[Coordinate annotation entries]
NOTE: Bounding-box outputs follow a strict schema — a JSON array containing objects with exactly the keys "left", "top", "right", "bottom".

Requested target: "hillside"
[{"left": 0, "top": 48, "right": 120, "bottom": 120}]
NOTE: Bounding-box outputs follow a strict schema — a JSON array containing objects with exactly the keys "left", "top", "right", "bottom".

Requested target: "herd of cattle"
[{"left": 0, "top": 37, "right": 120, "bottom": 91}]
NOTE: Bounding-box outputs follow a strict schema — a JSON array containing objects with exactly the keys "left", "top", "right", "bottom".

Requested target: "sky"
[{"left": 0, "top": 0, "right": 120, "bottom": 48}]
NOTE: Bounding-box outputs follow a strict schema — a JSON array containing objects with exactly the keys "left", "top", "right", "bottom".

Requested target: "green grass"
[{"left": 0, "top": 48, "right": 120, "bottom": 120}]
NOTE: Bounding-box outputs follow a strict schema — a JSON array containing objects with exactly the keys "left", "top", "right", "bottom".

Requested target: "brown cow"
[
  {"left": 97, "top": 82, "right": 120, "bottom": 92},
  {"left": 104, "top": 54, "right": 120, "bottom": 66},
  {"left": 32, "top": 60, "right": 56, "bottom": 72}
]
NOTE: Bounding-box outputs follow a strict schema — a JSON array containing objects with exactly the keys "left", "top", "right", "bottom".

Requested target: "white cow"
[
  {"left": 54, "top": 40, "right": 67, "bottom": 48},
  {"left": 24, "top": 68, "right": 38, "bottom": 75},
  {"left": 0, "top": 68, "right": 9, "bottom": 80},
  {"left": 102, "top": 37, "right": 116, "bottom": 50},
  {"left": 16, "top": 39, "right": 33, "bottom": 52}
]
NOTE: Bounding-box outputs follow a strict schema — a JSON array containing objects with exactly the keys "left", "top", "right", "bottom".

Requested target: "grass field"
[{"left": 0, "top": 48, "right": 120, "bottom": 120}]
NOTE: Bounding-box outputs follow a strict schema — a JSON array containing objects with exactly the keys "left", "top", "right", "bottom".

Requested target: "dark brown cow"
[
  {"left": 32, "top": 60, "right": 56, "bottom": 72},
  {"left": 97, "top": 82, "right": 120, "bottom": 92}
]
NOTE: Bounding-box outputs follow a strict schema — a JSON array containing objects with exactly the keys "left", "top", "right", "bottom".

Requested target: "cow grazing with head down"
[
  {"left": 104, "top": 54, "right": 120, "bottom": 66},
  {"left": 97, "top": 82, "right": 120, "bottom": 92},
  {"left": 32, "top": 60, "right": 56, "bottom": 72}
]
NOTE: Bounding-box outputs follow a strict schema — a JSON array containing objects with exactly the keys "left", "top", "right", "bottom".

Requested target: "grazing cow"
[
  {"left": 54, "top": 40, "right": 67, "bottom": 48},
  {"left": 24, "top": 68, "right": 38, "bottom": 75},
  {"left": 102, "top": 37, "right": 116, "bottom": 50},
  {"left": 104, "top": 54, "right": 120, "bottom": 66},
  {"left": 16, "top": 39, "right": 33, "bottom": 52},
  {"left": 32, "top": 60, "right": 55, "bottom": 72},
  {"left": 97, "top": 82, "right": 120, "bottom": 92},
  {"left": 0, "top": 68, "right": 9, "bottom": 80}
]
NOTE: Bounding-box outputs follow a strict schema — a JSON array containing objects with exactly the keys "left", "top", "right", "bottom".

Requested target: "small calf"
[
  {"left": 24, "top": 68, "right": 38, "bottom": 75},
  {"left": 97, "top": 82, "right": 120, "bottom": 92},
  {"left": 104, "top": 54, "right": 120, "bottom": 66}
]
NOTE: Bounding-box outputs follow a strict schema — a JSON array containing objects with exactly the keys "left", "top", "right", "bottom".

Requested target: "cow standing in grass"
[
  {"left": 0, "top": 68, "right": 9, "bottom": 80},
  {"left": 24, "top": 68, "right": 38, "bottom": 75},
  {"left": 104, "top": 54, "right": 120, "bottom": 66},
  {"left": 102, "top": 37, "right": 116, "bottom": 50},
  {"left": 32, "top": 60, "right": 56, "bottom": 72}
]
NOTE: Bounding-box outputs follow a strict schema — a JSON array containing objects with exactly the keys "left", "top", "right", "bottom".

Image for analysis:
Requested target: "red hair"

● **Work required**: Report each line of the entries above that contains the word "brown" by copying that line in full.

● **Exercise result**:
Requested target: "brown cow"
Requested target: "dark brown cow"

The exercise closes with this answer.